**AIM:**
Copy these lines out verbatim.

**INFORMATION GIVEN:**
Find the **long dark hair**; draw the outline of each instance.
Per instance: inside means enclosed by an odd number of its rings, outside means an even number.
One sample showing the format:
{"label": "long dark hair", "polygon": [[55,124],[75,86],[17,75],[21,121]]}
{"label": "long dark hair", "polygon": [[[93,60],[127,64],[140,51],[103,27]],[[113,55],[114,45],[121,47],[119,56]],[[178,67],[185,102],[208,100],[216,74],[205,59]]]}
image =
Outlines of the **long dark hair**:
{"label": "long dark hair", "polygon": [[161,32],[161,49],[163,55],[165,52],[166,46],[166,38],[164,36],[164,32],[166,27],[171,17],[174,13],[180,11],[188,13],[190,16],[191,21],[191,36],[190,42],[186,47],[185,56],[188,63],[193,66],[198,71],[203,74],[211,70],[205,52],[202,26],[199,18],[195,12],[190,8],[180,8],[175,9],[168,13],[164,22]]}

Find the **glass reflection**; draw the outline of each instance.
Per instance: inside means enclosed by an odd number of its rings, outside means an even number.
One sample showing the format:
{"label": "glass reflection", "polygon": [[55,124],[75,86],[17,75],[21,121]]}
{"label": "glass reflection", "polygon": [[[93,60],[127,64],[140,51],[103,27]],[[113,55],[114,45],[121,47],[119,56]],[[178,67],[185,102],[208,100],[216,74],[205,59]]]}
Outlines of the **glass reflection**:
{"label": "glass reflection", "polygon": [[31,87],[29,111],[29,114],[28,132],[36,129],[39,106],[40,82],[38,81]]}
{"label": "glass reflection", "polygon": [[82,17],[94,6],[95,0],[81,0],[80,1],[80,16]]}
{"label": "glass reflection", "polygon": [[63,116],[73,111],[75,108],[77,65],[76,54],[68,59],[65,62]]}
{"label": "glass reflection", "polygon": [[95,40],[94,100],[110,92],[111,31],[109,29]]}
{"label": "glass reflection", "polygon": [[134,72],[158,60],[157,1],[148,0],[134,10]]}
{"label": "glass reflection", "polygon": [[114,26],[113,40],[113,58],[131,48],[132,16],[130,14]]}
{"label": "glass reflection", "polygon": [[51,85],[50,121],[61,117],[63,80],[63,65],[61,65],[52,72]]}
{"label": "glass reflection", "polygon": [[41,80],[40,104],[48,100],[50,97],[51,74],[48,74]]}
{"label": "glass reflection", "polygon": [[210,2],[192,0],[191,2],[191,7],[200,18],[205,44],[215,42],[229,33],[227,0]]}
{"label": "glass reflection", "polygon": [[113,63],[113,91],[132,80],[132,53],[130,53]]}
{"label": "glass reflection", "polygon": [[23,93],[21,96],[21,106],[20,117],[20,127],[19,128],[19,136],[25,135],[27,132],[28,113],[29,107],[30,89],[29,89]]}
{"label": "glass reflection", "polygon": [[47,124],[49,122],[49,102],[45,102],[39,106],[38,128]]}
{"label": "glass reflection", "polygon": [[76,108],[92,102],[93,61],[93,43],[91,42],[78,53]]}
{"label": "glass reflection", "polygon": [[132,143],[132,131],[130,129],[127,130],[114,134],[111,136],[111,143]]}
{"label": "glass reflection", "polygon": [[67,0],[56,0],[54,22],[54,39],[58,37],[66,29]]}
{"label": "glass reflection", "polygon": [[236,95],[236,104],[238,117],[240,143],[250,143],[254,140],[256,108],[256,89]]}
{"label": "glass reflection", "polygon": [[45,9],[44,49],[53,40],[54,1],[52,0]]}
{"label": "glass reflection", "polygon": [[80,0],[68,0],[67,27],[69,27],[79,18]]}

**FULL OUTPUT:**
Find the **long dark hair**; draw the outline of each instance.
Per instance: inside means enclosed by an odd number of its rings, outside means an even number.
One sample showing the format:
{"label": "long dark hair", "polygon": [[55,124],[75,86],[17,75],[21,121]]}
{"label": "long dark hair", "polygon": [[[93,60],[127,64],[140,51],[103,27]],[[113,55],[114,45],[121,47],[119,56]],[[178,67],[185,102],[208,100],[216,74],[205,59]]]}
image =
Outlines of the **long dark hair**:
{"label": "long dark hair", "polygon": [[161,32],[161,49],[163,55],[165,52],[166,46],[166,38],[164,36],[164,32],[166,27],[171,17],[174,13],[180,11],[188,13],[190,16],[191,21],[191,36],[190,42],[186,47],[185,56],[188,63],[193,66],[198,71],[203,74],[211,70],[205,52],[202,26],[199,18],[195,12],[190,8],[180,8],[175,9],[168,13],[164,22]]}

Find the **glass reflection**; draw the outline of each instance.
Per instance: inside means enclosed by an odd number of its rings, outside means an even number.
One sample showing the format:
{"label": "glass reflection", "polygon": [[55,124],[75,86],[17,75],[21,121]]}
{"label": "glass reflection", "polygon": [[[93,60],[127,64],[140,51],[103,27]],[[113,55],[114,45],[121,47],[119,56]],[[178,67],[185,102],[208,100],[216,74],[205,59]]]}
Outlines of the **glass reflection**:
{"label": "glass reflection", "polygon": [[31,87],[29,111],[29,114],[28,132],[36,129],[39,106],[40,82],[38,81]]}
{"label": "glass reflection", "polygon": [[82,17],[94,6],[95,0],[81,0],[80,1],[80,16]]}
{"label": "glass reflection", "polygon": [[63,116],[73,111],[75,108],[77,65],[76,54],[68,59],[65,62]]}
{"label": "glass reflection", "polygon": [[95,40],[94,100],[110,92],[111,31],[109,29]]}
{"label": "glass reflection", "polygon": [[134,72],[158,60],[157,1],[148,0],[134,10]]}
{"label": "glass reflection", "polygon": [[114,26],[113,40],[113,58],[131,48],[132,16],[130,14]]}
{"label": "glass reflection", "polygon": [[51,85],[50,121],[61,117],[63,80],[63,65],[61,65],[52,72]]}
{"label": "glass reflection", "polygon": [[41,80],[40,104],[48,100],[50,97],[51,74],[48,74]]}
{"label": "glass reflection", "polygon": [[210,2],[192,0],[191,2],[191,7],[200,18],[205,44],[215,42],[229,33],[227,0]]}
{"label": "glass reflection", "polygon": [[113,63],[113,91],[132,80],[132,53],[130,53]]}
{"label": "glass reflection", "polygon": [[23,93],[21,96],[21,106],[20,117],[20,127],[19,128],[19,136],[25,135],[27,132],[28,113],[29,107],[30,89],[29,89]]}
{"label": "glass reflection", "polygon": [[47,124],[49,122],[49,102],[45,102],[39,106],[38,128]]}
{"label": "glass reflection", "polygon": [[76,108],[92,102],[93,61],[93,43],[91,42],[78,53]]}
{"label": "glass reflection", "polygon": [[132,143],[132,131],[130,129],[127,130],[114,134],[111,136],[111,143]]}
{"label": "glass reflection", "polygon": [[67,0],[56,0],[54,22],[54,39],[58,37],[66,29]]}
{"label": "glass reflection", "polygon": [[236,95],[236,104],[238,117],[240,143],[250,143],[254,140],[256,108],[256,89]]}
{"label": "glass reflection", "polygon": [[45,9],[44,49],[53,40],[54,1],[52,0]]}
{"label": "glass reflection", "polygon": [[80,0],[68,0],[67,27],[69,27],[79,18]]}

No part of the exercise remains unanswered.